**Records for the exercise:**
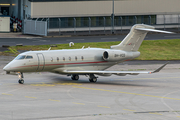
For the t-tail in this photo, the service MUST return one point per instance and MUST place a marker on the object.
(134, 39)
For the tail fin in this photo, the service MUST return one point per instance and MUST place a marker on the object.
(135, 37)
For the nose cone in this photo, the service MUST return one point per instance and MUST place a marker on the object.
(6, 68)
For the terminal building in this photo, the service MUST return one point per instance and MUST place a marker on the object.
(94, 13)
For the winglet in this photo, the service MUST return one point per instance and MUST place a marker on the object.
(157, 70)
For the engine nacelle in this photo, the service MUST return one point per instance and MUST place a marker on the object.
(117, 55)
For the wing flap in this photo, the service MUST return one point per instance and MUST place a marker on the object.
(153, 30)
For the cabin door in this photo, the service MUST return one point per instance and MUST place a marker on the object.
(41, 62)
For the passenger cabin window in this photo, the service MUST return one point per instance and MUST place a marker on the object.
(29, 57)
(20, 57)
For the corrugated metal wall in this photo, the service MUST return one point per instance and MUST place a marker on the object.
(35, 27)
(103, 8)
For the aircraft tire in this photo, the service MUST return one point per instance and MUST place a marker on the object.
(93, 80)
(75, 77)
(21, 81)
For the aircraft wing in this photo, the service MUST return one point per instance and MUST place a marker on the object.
(115, 72)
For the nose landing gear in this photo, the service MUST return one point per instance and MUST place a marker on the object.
(20, 75)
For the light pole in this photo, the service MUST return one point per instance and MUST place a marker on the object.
(113, 17)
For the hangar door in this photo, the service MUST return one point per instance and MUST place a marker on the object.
(35, 27)
(41, 62)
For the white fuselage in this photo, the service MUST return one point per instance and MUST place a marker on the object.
(74, 59)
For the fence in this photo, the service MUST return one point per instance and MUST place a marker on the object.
(35, 27)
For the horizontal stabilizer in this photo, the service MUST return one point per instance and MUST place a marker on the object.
(153, 30)
(134, 39)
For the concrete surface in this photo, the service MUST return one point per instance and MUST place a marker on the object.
(47, 96)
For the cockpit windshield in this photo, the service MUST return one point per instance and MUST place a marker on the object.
(20, 57)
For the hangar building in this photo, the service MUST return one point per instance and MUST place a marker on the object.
(95, 13)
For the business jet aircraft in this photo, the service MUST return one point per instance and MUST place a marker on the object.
(88, 61)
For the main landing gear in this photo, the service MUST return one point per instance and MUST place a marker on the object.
(92, 78)
(75, 77)
(20, 75)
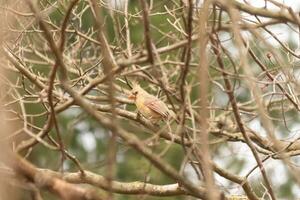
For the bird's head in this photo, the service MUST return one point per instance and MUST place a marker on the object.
(136, 90)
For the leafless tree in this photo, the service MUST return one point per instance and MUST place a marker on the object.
(231, 80)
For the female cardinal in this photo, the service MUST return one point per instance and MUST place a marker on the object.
(150, 106)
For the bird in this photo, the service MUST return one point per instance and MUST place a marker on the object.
(150, 106)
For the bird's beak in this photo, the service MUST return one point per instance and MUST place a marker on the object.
(132, 97)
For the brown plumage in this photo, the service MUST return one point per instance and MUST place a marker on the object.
(150, 106)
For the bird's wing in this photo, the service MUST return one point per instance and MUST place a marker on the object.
(157, 106)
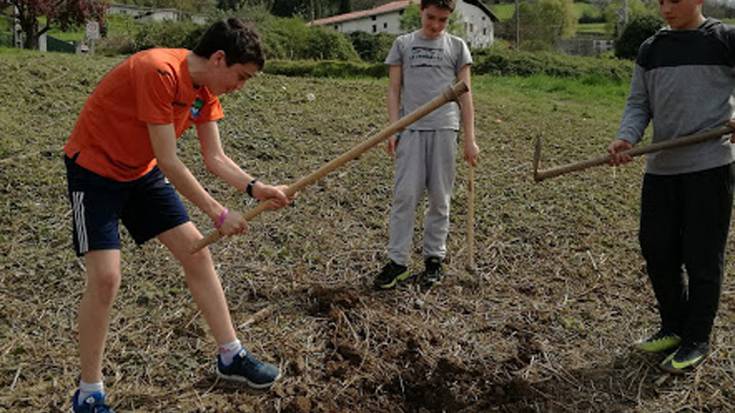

**Exercise goal:**
Set down every entry exactly as it appears, but skip the pictures.

**Result of the task:**
For the t-tail in this photo, the service MUST return one point per instance and MUST place a marker on the object.
(134, 39)
For the tail fin in this photo, the service MUST return one point per instance and MUST place a marker on the object.
(135, 37)
For the nose cone in this photo, the service MUST return one point per instance and MUST place a marker on the object.
(6, 68)
For the terminal building in this photo, the service MUST return one point per instance and MUST place a marker on the object.
(94, 13)
For the winglet in this photo, the service MUST return one point per instance and MUST place a marker on the object.
(157, 70)
For the engine nacelle in this photo, the service MUST return one point per instance and MUST place a marker on the object.
(117, 55)
For the wing flap in this photo, the service MUST return one point per instance and MUST place a marker on the object.
(153, 30)
For the cabin door in this photo, the service MUST return one point per instance and MUST place a marker on the object.
(41, 62)
For the passenger cabin window in this photo, the service MUST return one point per instance and MUST place a marker on the object.
(29, 57)
(20, 57)
For the corrugated metal wall in this photo, the service MUST return one point per instance and MUST place a marker on the object.
(35, 27)
(103, 8)
For the aircraft tire in this photo, the service MUST return one point per instance and MUST place a marker on the object.
(93, 80)
(75, 77)
(21, 81)
For the aircraft wing in this photo, the service MUST return one point per instance and MUST place a marker on the object.
(115, 72)
For the nose landing gear in this photo, the service MUST return one point per instance and MUST place a marker on the object.
(20, 75)
For the light pole in this photo, the service MUST return one point per instance and MUST place a marker on the object.
(113, 17)
For the hangar door in this photo, the service MUST return one point per instance and MUST place a marker on the object.
(35, 27)
(41, 62)
For the white fuselage in this photo, the service MUST return one point per instance and MUST place a marker on the object.
(74, 59)
For the fence in this photo, the service MUST return one point per instance and MUST place a marker on the object.
(35, 27)
For the horizontal stabilizer in this photo, the service MUST return one point per instance and MUST place a marker on the object.
(153, 30)
(134, 39)
For the concrete surface in this photo, the service MUST return one point per instance and MUST place a marker on the object.
(47, 96)
For the cockpit windshield in this photo, the service MUST return one point per instance and MUST place a marker on the object.
(20, 57)
For the hangar building in this photo, the service MUST return one point per instance and MUST place a marker on the object.
(95, 13)
For the business jet aircraft in this photo, the service MUST return one point per instance and MUST place a marker on the object.
(88, 61)
For the main landing gear in this photo, the service MUST return one point per instance and MUST place a marker on the object.
(92, 78)
(75, 77)
(20, 75)
For the bird's head in this photo, the service MUST return one point per instance and MUST place a marker on the object.
(136, 90)
For the leafless tree in this photo, the service MUST return one point per instance and MUST place a marker on the object.
(231, 80)
For the female cardinal in this photo, the service MUST return one point per instance and MUST place a marker on the object.
(150, 106)
For the bird in this photo, the service MUST return one point per instance and MUST place a marker on the object.
(150, 106)
For the bird's beak in this photo, the service MUST return one point per instance and MUST place a marker on the object.
(132, 97)
For the brown plumage in this photo, the service MUST return one point per instance and MUST place a marker on the object.
(150, 106)
For the bird's wing in this photo, the service MUST return one point per instance and MUST place a marker on the object.
(157, 106)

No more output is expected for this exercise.